Shadows of the Mind: The Roger Watkins Series // Essay

The guilty will die in shallow ponds of blood splattered in streaks on wet grass. I’ll paint my face: red lines, black rot smeared messy, and a field of memory like a morning snowfall blotting out a flute’s hollow simmer at dawn. I’ve been released to live among thought.

These are the conditions of deception when I don’t want to live with the smudge of who I once was or will be.


The therapeutics of expiation didn’t work.

I’ve seen him drown.

Not being able to save father from choking on water.

I’m wearing a white dress.

The struggling immobility of a riverbank.

I’ll grate on your ears.

And the haunt of family blood.

How much am I worth?

A mind consumed by its own propensity to slay and smiling, slay and smile.

I’ll slit your throat.


Roger Watkins, directing under pseudonym, disowned this film. The husband of the lead actress, in an attempt to salvage a faltering relationship, cast his wife as the lead in the film. She helped pen the film, too.

Shadows of the Mind is about Elise, a young woman, institutionalized for years after suffering the trauma of being unable to save her mother and father from drowning in a small body of water near their secluded mansion home. Now, released by her doctor, she confronts the past of her estate, but is soon visited by her greed-stricken step-brother, who tries to drive her mad, only to fall prey to her blade when she is pushed over the edge. She was never healed. Memories burst to violence. She murders everyone in the film.

▶ Information provided:
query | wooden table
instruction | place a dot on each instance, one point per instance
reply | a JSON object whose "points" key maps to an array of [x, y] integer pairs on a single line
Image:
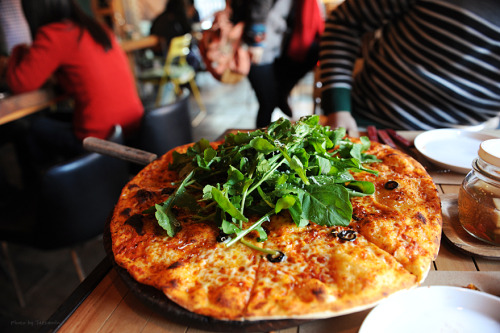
{"points": [[105, 304], [20, 105]]}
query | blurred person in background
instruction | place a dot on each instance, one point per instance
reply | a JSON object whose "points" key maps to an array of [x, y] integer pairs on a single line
{"points": [[89, 66], [14, 29], [283, 40], [425, 64], [172, 22]]}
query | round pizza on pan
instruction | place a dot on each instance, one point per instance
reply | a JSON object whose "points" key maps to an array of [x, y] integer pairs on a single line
{"points": [[296, 221]]}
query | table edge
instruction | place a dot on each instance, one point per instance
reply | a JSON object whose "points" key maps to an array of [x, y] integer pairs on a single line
{"points": [[84, 289]]}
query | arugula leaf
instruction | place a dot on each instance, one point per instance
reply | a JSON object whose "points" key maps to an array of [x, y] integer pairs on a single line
{"points": [[303, 168]]}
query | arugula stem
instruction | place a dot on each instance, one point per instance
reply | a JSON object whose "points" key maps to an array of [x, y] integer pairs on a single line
{"points": [[267, 175], [261, 249], [252, 227]]}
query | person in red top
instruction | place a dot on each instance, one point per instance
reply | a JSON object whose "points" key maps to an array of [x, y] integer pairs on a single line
{"points": [[88, 64]]}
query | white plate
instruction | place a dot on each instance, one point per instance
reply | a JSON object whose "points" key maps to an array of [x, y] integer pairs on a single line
{"points": [[452, 149], [435, 309]]}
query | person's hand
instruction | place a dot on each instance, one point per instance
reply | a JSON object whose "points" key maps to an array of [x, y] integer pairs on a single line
{"points": [[343, 119], [256, 53]]}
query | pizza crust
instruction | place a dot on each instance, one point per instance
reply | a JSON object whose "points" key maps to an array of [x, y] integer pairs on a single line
{"points": [[398, 235]]}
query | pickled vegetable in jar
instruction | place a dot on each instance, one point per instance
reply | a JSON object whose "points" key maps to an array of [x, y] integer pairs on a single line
{"points": [[479, 196]]}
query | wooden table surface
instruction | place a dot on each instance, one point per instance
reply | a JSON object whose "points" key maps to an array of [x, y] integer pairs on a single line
{"points": [[105, 304], [16, 106]]}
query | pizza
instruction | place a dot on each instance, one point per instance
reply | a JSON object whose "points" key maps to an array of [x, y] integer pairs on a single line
{"points": [[296, 221]]}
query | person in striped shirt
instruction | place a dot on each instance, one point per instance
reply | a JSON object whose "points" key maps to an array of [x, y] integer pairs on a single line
{"points": [[425, 64]]}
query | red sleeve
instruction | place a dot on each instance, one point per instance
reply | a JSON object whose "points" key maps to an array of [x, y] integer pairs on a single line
{"points": [[29, 69]]}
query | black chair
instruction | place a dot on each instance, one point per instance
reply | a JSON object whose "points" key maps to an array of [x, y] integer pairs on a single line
{"points": [[166, 127], [75, 199]]}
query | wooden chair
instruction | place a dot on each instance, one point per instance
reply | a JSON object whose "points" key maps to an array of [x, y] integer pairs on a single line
{"points": [[176, 70]]}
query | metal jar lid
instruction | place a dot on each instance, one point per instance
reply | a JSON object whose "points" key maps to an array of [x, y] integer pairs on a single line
{"points": [[489, 151]]}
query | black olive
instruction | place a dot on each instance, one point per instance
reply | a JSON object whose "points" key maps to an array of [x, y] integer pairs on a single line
{"points": [[391, 185], [135, 221], [222, 237], [345, 235], [278, 257], [167, 190]]}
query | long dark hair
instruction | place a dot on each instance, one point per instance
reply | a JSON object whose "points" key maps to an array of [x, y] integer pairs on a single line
{"points": [[41, 12]]}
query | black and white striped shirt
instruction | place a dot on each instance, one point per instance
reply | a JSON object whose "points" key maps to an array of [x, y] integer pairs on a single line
{"points": [[434, 63]]}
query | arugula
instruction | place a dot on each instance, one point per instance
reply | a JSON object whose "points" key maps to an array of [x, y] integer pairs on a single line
{"points": [[303, 168]]}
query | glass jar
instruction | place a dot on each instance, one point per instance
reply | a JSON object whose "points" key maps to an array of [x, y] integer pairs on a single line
{"points": [[479, 196]]}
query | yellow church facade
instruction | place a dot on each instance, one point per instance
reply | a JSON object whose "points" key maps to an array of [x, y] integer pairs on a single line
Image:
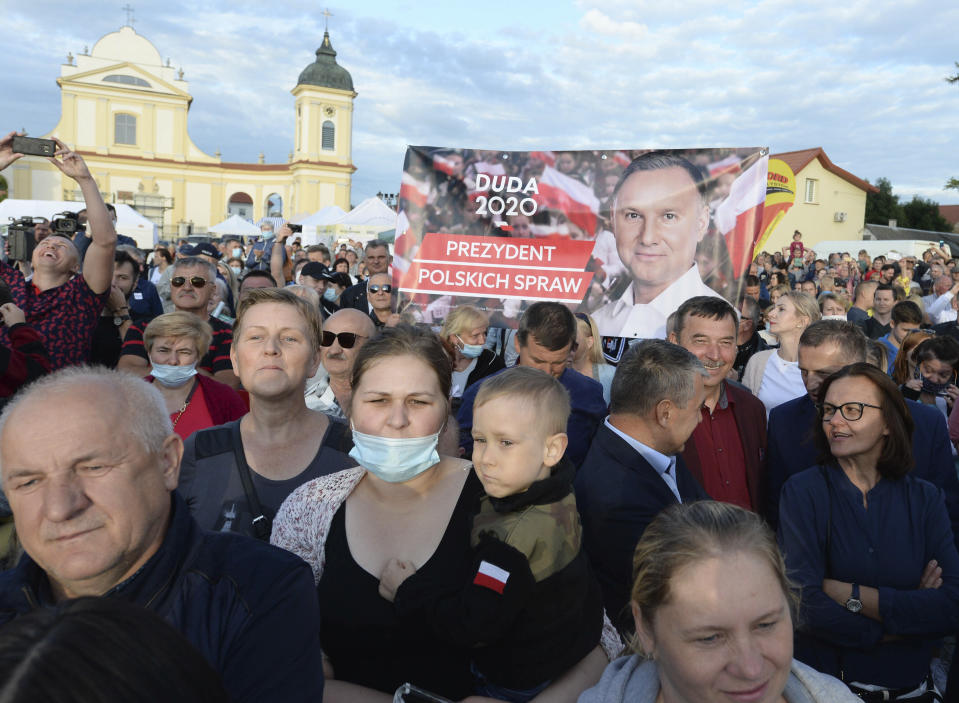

▶ Problem:
Using the essay on Shadows of the Mind, say whether each statement agrees with it. 1. Roger Watkins directed the film under his own name. 2. The lead actress helped write the film. 3. Elise was institutionalized after failing to save only her father. Answer each with yes or no and quote the deciding words. The records have no connection to the essay on Shadows of the Mind.

▶ Solution below:
1. No: "Roger Watkins, directing under pseudonym, disowned this film."
2. Yes: "She helped pen the film, too."
3. No: "unable to save her mother and father from drowning"